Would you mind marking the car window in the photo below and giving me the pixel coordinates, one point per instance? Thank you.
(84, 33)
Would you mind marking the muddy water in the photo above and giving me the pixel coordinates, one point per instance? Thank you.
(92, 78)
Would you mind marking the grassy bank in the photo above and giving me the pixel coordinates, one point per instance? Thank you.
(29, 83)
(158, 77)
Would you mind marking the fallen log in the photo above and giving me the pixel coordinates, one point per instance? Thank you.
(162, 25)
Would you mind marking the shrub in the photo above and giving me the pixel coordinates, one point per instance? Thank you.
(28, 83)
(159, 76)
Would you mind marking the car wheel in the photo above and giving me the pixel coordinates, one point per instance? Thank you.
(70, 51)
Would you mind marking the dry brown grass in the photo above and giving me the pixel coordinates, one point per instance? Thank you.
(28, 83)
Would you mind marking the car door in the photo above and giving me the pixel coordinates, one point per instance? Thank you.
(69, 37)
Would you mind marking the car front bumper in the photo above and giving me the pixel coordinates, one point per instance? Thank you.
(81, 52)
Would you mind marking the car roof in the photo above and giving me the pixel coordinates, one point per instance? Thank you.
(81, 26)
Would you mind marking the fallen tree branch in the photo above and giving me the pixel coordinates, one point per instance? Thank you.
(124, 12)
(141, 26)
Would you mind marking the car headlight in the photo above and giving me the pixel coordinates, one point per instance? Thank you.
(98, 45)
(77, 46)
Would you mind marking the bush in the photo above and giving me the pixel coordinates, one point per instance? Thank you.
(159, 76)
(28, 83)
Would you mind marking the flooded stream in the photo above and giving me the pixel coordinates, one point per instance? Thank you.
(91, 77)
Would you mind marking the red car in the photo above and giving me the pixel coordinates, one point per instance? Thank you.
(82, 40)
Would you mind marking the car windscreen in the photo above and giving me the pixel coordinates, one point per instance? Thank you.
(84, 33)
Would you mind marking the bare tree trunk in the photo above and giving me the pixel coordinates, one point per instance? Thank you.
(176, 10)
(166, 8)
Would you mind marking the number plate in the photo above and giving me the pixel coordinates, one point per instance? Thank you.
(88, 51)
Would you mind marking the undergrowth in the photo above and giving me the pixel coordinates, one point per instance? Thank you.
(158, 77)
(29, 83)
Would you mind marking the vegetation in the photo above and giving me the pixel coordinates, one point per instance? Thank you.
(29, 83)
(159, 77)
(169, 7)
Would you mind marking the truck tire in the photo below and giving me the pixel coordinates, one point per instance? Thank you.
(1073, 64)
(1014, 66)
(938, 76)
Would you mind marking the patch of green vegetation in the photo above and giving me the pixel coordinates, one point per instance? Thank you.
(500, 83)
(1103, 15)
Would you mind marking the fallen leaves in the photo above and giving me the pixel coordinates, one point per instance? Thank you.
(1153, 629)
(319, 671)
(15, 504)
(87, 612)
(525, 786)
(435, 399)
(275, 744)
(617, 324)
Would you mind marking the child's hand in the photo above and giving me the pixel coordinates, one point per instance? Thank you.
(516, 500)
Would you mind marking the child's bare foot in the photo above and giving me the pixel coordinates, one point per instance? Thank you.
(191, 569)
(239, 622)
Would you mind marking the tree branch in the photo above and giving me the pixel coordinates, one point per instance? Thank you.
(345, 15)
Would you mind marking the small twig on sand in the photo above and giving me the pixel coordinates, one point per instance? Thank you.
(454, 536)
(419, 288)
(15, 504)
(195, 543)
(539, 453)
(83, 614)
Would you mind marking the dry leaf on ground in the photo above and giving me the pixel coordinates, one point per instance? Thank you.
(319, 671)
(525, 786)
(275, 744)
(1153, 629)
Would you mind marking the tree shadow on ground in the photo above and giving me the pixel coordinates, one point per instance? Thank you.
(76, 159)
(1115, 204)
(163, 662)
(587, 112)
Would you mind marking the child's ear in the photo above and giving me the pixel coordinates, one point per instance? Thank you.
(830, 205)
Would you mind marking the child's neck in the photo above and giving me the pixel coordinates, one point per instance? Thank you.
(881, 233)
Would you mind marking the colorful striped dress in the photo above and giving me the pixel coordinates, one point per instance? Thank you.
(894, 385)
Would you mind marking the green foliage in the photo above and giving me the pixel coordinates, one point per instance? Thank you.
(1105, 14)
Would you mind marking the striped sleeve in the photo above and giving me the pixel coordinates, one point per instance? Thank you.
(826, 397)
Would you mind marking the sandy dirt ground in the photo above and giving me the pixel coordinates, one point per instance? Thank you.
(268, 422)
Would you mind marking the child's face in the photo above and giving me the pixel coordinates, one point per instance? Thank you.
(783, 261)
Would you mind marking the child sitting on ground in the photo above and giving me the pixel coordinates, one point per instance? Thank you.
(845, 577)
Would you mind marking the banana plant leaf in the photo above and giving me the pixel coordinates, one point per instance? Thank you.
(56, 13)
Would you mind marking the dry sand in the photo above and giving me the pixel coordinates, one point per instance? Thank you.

- _AAN DE SLAG_
Zet alle items hierboven om in een Markdown-tabel met de kolommen "Nr" en "Inhoud". Elke regel krijgt een eigen rij met een volgnummer en de regel zelf, en lege regels laat je weg.

- _VOLLEDIG ANTWOORD_
| Nr | Inhoud |
|---|---|
| 1 | Would you mind marking the car window in the photo below and giving me the pixel coordinates, one point per instance? Thank you. |
| 2 | (84, 33) |
| 3 | Would you mind marking the muddy water in the photo above and giving me the pixel coordinates, one point per instance? Thank you. |
| 4 | (92, 78) |
| 5 | Would you mind marking the grassy bank in the photo above and giving me the pixel coordinates, one point per instance? Thank you. |
| 6 | (29, 83) |
| 7 | (158, 77) |
| 8 | Would you mind marking the fallen log in the photo above and giving me the pixel coordinates, one point per instance? Thank you. |
| 9 | (162, 25) |
| 10 | Would you mind marking the shrub in the photo above and giving me the pixel coordinates, one point per instance? Thank you. |
| 11 | (28, 83) |
| 12 | (159, 76) |
| 13 | Would you mind marking the car wheel in the photo above and giving me the pixel coordinates, one point per instance? Thank you. |
| 14 | (70, 51) |
| 15 | Would you mind marking the dry brown grass in the photo above and giving me the pixel coordinates, one point per instance? Thank you. |
| 16 | (28, 83) |
| 17 | Would you mind marking the car door in the photo above and giving me the pixel coordinates, one point per instance? Thank you. |
| 18 | (69, 37) |
| 19 | Would you mind marking the car front bumper in the photo above and giving me the pixel coordinates, one point per instance? Thank you. |
| 20 | (81, 52) |
| 21 | Would you mind marking the car roof in the photo above and giving me the pixel coordinates, one point per instance? Thank you. |
| 22 | (81, 26) |
| 23 | Would you mind marking the fallen tree branch in the photo above and giving me the pixel coordinates, one point per instance? Thank you. |
| 24 | (124, 12) |
| 25 | (141, 26) |
| 26 | Would you mind marking the car headlight in the photo above and giving me the pixel coordinates, one point per instance? Thank you. |
| 27 | (98, 45) |
| 28 | (77, 46) |
| 29 | Would you mind marking the bush in the photo above and giving me the pixel coordinates, one point per instance? Thank you. |
| 30 | (159, 76) |
| 31 | (28, 83) |
| 32 | Would you mind marking the flooded stream in the photo above and giving me the pixel coordinates, one point per instance? Thank you. |
| 33 | (91, 77) |
| 34 | Would you mind marking the red car in the photo above and giving me the pixel coordinates, one point per instance? Thank you. |
| 35 | (82, 40) |
| 36 | Would you mind marking the car windscreen in the photo above and giving me the pixel coordinates, one point per instance? Thank you. |
| 37 | (84, 33) |
| 38 | Would you mind marking the bare tree trunk in the photo above and giving me the pixel coordinates, one point per instance? Thank you. |
| 39 | (176, 10) |
| 40 | (166, 8) |
| 41 | Would you mind marking the number plate in the photo above and giving me the pixel coordinates, one point per instance? Thank you. |
| 42 | (88, 51) |
| 43 | Would you mind marking the undergrowth in the photo above and giving me the pixel coordinates, one point per instance? Thank you. |
| 44 | (158, 77) |
| 45 | (29, 83) |
| 46 | Would you mind marking the vegetation in the photo above and giving me the pixel coordinates, one point per instance? Thank you. |
| 47 | (29, 83) |
| 48 | (159, 77) |
| 49 | (169, 7) |
| 50 | Would you mind marking the truck tire in the photo below and giving me the pixel coordinates, one point per instance? Thank you. |
| 51 | (1073, 64) |
| 52 | (1014, 66) |
| 53 | (938, 76) |
| 54 | Would you mind marking the patch of green vegetation in the photo above and giving me the pixel coordinates, one point per instance? Thank you. |
| 55 | (500, 83) |
| 56 | (1103, 15) |
| 57 | Would you mind marking the fallen leaves in the photo above and giving me the pixel coordinates, one point per instance? Thank you. |
| 58 | (1153, 629) |
| 59 | (319, 671) |
| 60 | (15, 504) |
| 61 | (87, 612) |
| 62 | (525, 786) |
| 63 | (435, 399) |
| 64 | (275, 744) |
| 65 | (617, 324) |
| 66 | Would you mind marking the child's hand in the photo above and giving me the pixel coordinates, one point per instance? Thank you. |
| 67 | (516, 500) |
| 68 | Would you mind marking the child's bare foot in the photo above and giving me the pixel coordinates, one point per instance? Thank you. |
| 69 | (191, 569) |
| 70 | (239, 622) |
| 71 | Would you mind marking the tree branch in the photo above and giving me the pixel coordinates, one point per instance? Thank you. |
| 72 | (345, 15) |
| 73 | Would you mind marking the small twig on sand in the photo above and giving me the pixel coordinates, one point per instance? Thank you. |
| 74 | (454, 536) |
| 75 | (419, 288) |
| 76 | (15, 504) |
| 77 | (195, 543) |
| 78 | (539, 453) |
| 79 | (83, 614) |
| 80 | Would you mind marking the dry leaf on ground in the photo above and giving me the pixel coordinates, one point per instance? Thank you. |
| 81 | (319, 671) |
| 82 | (525, 786) |
| 83 | (275, 744) |
| 84 | (1153, 629) |
| 85 | Would you mind marking the tree shadow on ground in the photo above and giving me the pixel coordinates, one point per instance? Thank you. |
| 86 | (76, 159) |
| 87 | (1115, 204) |
| 88 | (163, 662) |
| 89 | (587, 112) |
| 90 | Would you mind marking the child's ear in the photo above and giving me the pixel coordinates, one point per instance? Thank you. |
| 91 | (830, 205) |
| 92 | Would you mind marking the child's neck in the photo above and giving me the pixel coordinates, one point per instance? Thank you. |
| 93 | (881, 233) |
| 94 | Would you mind marking the colorful striped dress in the photo above and giving me the pixel coordinates, one point per instance? Thank you. |
| 95 | (894, 385) |
| 96 | Would you mind marking the green foliage in the photo above and giving me the pixel coordinates, one point per instance? Thank you. |
| 97 | (1105, 14) |
| 98 | Would you mind marking the striped sleeve in the photo above and giving me the pixel coordinates, one point per instance? Thank you. |
| 99 | (826, 397) |
| 100 | Would you mind marking the sandy dirt ground in the photo above and giving me the pixel coordinates, one point per instance? Thank you. |
| 101 | (268, 422) |
| 102 | Would you mind marking the child's face in the photo above and giving me the pixel coordinates, one point per instance? Thank you. |
| 103 | (783, 261) |
| 104 | Would you mind marking the child sitting on ground in the photo above and giving me the pixel coordinates, one point per instance? Thank you. |
| 105 | (845, 577) |
| 106 | Would you mind marking the banana plant leaf in the photo above and giving me the pixel coordinates, one point per instance? Thank you. |
| 107 | (56, 13) |
| 108 | Would you mind marking the dry sand in the photo above and giving me the pixel coordinates, one point per instance? Thank you. |